▶ _Arbeitsauftrag 1_:
Beantworte zum Textauszug über das Sehscreening bei Kindern diese Fragen:
(a) Mit welchem Test ist ein Mikrostrabismus erkennbar?
(b) Um welchen Geburtstag kann der Test mit einem Screening-Autorefraktometer Kindern mit familien- oder eigenanamnestischem Risiko angeboten werden?
(c) Ab welcher U kommt laut Kinder-Richtlinie die Prüfung der Symmetrie der Lichtreflexe auf der Hornhaut (Hirschberg-Test) hinzu?
▶ _Arbeitsauftrag 2_: Drucke einen Abschnitt aus dem Textauszug über das Sehscreening bei Kindern wortgetreu ab. Setze bei den Worten „Natürlich muss bei“ ein und höre nach „Zeichen angeborener Fehlinnervationssyndrome.“ auf.

▶ _Textauszug_:
>>>>
Ein Schielwinkel unter 6° (Mikrostrabismus) allein, also ohne Anisometropie, ist mit dem Brückner-Test meist nicht feststellbar, ebenso wenig mit einem der elektronischen Screening-Autorefraktometer, die zunehmend in pädiatrischen Praxen verwendet werden, aber nicht Bestandteil der U nach der Kinder-Richtlinie ist. Ein Mikrostrabismus stört die binokulare Kooperation und ist daher mit einem Stereotest erkennbar.

Der Einsatz eines elektronischen Screening-Autorefraktometers kann dennoch sinnvoll sein. Diese Geräte messen im Prinzip das gleiche wie der Brückner-Test, können aber eventuelle Schielwinkel, Ametropien und Astigmatismus quantifizieren und ist weniger vom Können des Untersuchers abhängig. Der Test kann bei Kindern mit familien- oder eigenanamnestischem Risiko für eine Sehstörung um den 1. Geburtstag angeboten werden, ansonsten um den 2. Geburtstag.

Risikofaktoren für eine Sehstörung sind in der Herkunftsfamilie Refraktionsfehler, Strabismus und potenziell erbliche Augenerkrankungen sowie beim Kind Frühgeburt, neurologische oder metabolische Erkrankungen, Entwicklungsstörungen und Auffälligkeiten der Augen auf Fotos (insbesondere fehlender oder seitendifferenter Rotreflex in frontalen Blitzlichtaufnahmen).

Merke

Vermuten die Eltern bei ihrem Kind eine Sehstörung, so muss das immer ernst genommen und eine Untersuchung durch einen Augenarzt veranlasst werden!

Natürlich muss bei jeder U ab U2 das Auge zusätzlich zum Brückner-Test auf morphologische Auffälligkeiten wie Ptosis, Kolobome und Bulbusgröße bzw. Hornhautdurchmesser sowie auf Nystagmus inspiziert werden. Laut Kinder-Richtlinie kommt von U4 bis U6 die Untersuchung der Blickfolge zur Detektion einer Fixationsschwäche hinzu, ab U6 Größe, Form und Lichtreaktion der Pupillen (sinnvoll ist das allerdings auch schon vorher), ab U7a die Symmetrie der Lichtreflexe auf der Hornhaut (Hirschberg-Test) sowie ab U6 die Beachtung einer Kopffehlhaltung im Sinne eines Torticollis ocularis als mögliches Zeichen angeborener Fehlinnervationssyndrome.
<<<<
▶ _Gegebene Daten_:
>>>>
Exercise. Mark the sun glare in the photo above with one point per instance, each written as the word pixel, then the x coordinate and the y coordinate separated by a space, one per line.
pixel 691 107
<<<<
▶ _Lösung 1_:
(a) Mit einem Stereotest.
(b) Um den 1. Geburtstag.
(c) Ab U7a.

▶ _Lösung 2_:
Natürlich muss bei jeder U ab U2 das Auge zusätzlich zum Brückner-Test auf morphologische Auffälligkeiten wie Ptosis, Kolobome und Bulbusgröße bzw. Hornhautdurchmesser sowie auf Nystagmus inspiziert werden. Laut Kinder-Richtlinie kommt von U4 bis U6 die Untersuchung der Blickfolge zur Detektion einer Fixationsschwäche hinzu, ab U6 Größe, Form und Lichtreaktion der Pupillen (sinnvoll ist das allerdings auch schon vorher), ab U7a die Symmetrie der Lichtreflexe auf der Hornhaut (Hirschberg-Test) sowie ab U6 die Beachtung einer Kopffehlhaltung im Sinne eines Torticollis ocularis als mögliches Zeichen angeborener Fehlinnervationssyndrome.